Reading passage:
━━━━
NFC West: Division Draft Recap

The NFC West has been the butt of jokes now for years. In the very short term, this year’s draft class will do little to change that.

The West has gone without a “respectable” division power since the days of the Greatest Show Rams and the Steve Hutchinson Seahawks. (Yes, I’m glossing over a surprising and thrilling Super Bowl appearance by a Kurt Warner-led Cardinals team, but that did more to burnish his HOF credentials than to cast the Cardinals as a dynasty in the making.)

And with the three non-horned teams all with desperate needs under center, this draft class sorely lacked in “impact” picks. Or “sexy” picks. Or anything that any barstool draftnik could hang his hat on and say “Oh yeah, they got way better! Look out!” 

Here’s the roundup, with skill positions highlighted.

49ers Seahawks Rams Cardinals
1. DE Aldon Smith
2. QB Colin Kaepernick
3. CB Chris Culliver 
4. RB Kendall Hunter
5. OG Daniel Kilgore
6. WR Ronald Johnson
6. S Colin Jones
7. LB Bruce Miller
7. OL Mike Person
7. CB Curtis Holcomb 
1. OT James Carpenter
3. OG John Moffitt
4. LB K.J. Wright 
4. WR Kris Durham
5. DB Richard Sherman
5. FS Mark LeGree
6. DB Byron Maxwell
7. DT Lavarius Levingston
7. LB Malcolm Smith
1. DE Robert Quinn
2. TE Lance Kendricks
3. WR Austin Pettis
4. WR Greg Salas
5. S Jermale Hines
7. CB Mikail Baker 
7. LB Jabara Williams
7. S Jonathan Nelson 
1. CB Patrick Peterson
2. RB Ryan Williams
3. TE Rob Housler
4. LB Sam Acho
5. FB Anthony Sherman
6. LB Quan Sturdivant
6. DT David Carter
7. WR Demarco Sampson 

Team-by-team analysis after the break.
━━━━
Dataset:
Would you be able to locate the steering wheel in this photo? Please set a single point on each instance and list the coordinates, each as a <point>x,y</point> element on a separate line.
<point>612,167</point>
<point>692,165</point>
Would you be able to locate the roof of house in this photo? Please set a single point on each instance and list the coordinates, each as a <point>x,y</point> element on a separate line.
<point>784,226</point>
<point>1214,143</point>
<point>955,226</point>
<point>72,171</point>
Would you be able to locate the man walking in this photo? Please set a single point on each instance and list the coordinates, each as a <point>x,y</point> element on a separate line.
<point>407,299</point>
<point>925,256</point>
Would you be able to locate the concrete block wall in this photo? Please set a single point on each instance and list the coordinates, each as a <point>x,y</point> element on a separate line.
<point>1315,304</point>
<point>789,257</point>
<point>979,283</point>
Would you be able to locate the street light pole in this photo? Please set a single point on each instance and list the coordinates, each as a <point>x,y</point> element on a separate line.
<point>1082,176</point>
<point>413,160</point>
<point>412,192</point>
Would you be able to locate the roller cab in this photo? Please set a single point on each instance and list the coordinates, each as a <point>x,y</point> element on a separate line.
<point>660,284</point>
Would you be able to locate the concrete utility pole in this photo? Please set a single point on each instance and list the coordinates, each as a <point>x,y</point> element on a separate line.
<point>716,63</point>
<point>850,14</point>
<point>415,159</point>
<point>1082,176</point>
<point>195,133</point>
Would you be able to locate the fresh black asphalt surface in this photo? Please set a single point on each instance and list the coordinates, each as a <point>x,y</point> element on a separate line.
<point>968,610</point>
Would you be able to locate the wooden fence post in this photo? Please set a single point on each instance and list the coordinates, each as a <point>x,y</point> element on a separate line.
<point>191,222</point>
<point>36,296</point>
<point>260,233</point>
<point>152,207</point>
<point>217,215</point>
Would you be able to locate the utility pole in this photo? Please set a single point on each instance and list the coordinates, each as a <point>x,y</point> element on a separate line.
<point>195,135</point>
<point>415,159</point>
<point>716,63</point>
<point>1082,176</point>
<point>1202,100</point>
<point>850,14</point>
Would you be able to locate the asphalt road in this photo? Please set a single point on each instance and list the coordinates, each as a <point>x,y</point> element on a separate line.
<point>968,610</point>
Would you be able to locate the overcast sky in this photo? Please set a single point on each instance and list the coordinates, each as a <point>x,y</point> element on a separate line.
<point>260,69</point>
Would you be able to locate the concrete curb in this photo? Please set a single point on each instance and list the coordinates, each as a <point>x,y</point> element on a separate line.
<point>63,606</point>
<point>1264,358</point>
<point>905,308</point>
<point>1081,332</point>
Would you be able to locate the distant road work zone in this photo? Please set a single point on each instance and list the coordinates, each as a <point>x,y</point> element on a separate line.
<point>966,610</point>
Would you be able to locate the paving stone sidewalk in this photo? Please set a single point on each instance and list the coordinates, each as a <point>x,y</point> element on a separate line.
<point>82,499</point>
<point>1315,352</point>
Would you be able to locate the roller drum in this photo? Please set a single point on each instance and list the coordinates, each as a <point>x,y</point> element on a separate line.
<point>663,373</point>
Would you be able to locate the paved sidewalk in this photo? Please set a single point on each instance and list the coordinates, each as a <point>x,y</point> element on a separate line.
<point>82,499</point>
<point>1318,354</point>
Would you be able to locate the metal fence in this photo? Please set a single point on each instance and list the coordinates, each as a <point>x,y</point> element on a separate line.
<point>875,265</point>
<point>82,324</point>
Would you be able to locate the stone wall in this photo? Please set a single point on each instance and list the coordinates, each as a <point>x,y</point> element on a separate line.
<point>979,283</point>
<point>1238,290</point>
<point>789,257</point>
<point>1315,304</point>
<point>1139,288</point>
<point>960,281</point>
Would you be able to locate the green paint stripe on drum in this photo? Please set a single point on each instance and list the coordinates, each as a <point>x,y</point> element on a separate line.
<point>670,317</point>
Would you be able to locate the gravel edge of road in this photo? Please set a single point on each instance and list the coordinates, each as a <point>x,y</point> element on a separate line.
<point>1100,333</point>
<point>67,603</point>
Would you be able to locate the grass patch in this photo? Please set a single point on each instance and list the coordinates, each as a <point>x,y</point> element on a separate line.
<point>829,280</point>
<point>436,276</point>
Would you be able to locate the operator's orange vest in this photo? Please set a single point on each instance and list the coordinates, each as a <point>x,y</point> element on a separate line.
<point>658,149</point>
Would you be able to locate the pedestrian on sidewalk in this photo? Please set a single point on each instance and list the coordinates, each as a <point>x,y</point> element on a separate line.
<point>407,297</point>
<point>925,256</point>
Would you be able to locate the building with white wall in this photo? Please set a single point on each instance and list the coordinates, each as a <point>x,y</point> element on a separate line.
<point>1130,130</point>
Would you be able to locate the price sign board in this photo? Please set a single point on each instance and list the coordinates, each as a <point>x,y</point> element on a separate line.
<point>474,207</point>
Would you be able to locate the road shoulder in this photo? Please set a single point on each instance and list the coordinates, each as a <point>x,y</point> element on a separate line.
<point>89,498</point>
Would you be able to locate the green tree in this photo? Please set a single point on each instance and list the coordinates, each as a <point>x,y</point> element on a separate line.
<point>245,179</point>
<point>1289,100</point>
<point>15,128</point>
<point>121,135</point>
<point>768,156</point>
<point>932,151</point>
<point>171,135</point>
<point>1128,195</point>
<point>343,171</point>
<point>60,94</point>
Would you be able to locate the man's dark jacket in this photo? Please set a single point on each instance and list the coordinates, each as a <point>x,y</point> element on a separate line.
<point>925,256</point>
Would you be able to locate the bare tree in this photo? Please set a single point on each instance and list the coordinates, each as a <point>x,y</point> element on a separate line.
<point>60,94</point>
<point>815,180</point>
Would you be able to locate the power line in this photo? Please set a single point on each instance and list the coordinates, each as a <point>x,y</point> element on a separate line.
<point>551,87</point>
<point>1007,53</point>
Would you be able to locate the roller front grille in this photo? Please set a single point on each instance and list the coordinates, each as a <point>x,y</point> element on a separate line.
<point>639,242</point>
━━━━
Work to be completed: Reproduce the NFC West draft recap from above in full, word for word.

Task output:
NFC West: Division Draft Recap

The NFC West has been the butt of jokes now for years. In the very short term, this year’s draft class will do little to change that.

The West has gone without a “respectable” division power since the days of the Greatest Show Rams and the Steve Hutchinson Seahawks. (Yes, I’m glossing over a surprising and thrilling Super Bowl appearance by a Kurt Warner-led Cardinals team, but that did more to burnish his HOF credentials than to cast the Cardinals as a dynasty in the making.)

And with the three non-horned teams all with desperate needs under center, this draft class sorely lacked in “impact” picks. Or “sexy” picks. Or anything that any barstool draftnik could hang his hat on and say “Oh yeah, they got way better! Look out!” 

Here’s the roundup, with skill positions highlighted.

49ers Seahawks Rams Cardinals
1. DE Aldon Smith
2. QB Colin Kaepernick
3. CB Chris Culliver 
4. RB Kendall Hunter
5. OG Daniel Kilgore
6. WR Ronald Johnson
6. S Colin Jones
7. LB Bruce Miller
7. OL Mike Person
7. CB Curtis Holcomb 
1. OT James Carpenter
3. OG John Moffitt
4. LB K.J. Wright 
4. WR Kris Durham
5. DB Richard Sherman
5. FS Mark LeGree
6. DB Byron Maxwell
7. DT Lavarius Levingston
7. LB Malcolm Smith
1. DE Robert Quinn
2. TE Lance Kendricks
3. WR Austin Pettis
4. WR Greg Salas
5. S Jermale Hines
7. CB Mikail Baker 
7. LB Jabara Williams
7. S Jonathan Nelson 
1. CB Patrick Peterson
2. RB Ryan Williams
3. TE Rob Housler
4. LB Sam Acho
5. FB Anthony Sherman
6. LB Quan Sturdivant
6. DT David Carter
7. WR Demarco Sampson 

Team-by-team analysis after the break.